- Required work
Word for word, print each line of the listing below; pictures stay out.

- Input records
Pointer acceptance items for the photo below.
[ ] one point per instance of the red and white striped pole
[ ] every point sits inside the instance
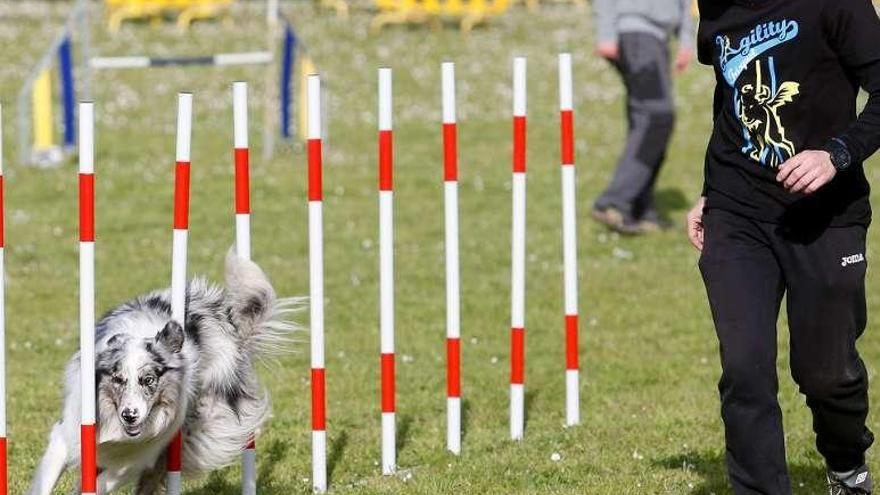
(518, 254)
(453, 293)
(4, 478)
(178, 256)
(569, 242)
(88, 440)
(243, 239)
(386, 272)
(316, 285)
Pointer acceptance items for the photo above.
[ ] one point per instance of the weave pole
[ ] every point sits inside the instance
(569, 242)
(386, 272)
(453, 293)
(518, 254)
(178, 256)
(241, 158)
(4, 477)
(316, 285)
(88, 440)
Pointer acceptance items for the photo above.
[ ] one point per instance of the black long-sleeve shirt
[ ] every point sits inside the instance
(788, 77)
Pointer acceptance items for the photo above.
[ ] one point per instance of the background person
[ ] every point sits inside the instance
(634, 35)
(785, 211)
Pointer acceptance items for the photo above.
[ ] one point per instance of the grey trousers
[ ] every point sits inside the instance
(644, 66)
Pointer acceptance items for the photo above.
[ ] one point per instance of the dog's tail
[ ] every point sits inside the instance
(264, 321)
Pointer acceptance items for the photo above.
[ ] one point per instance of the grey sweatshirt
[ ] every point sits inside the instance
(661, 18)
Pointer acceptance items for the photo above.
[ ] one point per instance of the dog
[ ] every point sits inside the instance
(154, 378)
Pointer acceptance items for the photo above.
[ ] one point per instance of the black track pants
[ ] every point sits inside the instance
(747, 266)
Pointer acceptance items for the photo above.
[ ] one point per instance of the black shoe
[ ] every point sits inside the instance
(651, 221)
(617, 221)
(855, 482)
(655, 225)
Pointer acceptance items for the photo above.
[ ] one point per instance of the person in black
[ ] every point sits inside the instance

- Written solution
Pointer acceptance items for the photo below.
[ ] one point per instance of the red and white striped pole
[ ] every point sits inside the instance
(518, 254)
(453, 293)
(4, 478)
(178, 256)
(569, 242)
(88, 440)
(243, 239)
(386, 272)
(316, 285)
Pointer acceptance items for the photo above.
[ ] one point per instance of the weave pole
[ ] every point sits inside the instance
(569, 242)
(386, 272)
(453, 293)
(518, 254)
(178, 256)
(241, 158)
(4, 477)
(316, 285)
(88, 440)
Pointer acceptance items for the photo above.
[ ] one point per instance of the black long-sleeve shirt
[ ] every point sits inside the instance
(788, 77)
Pointer acceptance items for the photo above.
[ ] one point per instance of the background person
[ ] every point sits inside the instance
(634, 35)
(785, 211)
Pointer acceptance items for the photo above.
[ ] one point per instance of the grey trousers
[ ] every point sits inside the instance
(644, 66)
Pointer acceptance items for the photo above.
[ ] one point per instance of the dog's tail
[ ] every point sits inside the instance
(264, 321)
Pointer acceptance items for the photo above.
[ ] one point per instance of the grey sweatshirt
[ ] every point sits inside the instance
(661, 18)
Pointer acceptance items for the photo above.
[ ] one point per instance of the dog
[ ] every point sits inside the instance
(154, 378)
Pointer acceptance items for the photo above.
[ ] one point per instance of the black track pants
[ ] every point sits inside the instance
(747, 266)
Pointer acceptance items for the photo above.
[ ] one point per instance of the black shoe
[ ] every point sits inside the instance
(651, 221)
(617, 221)
(855, 482)
(655, 225)
Pointer acceptance items for the photo above.
[ ] one point per instance of the person in black
[ ] every point sits inside the instance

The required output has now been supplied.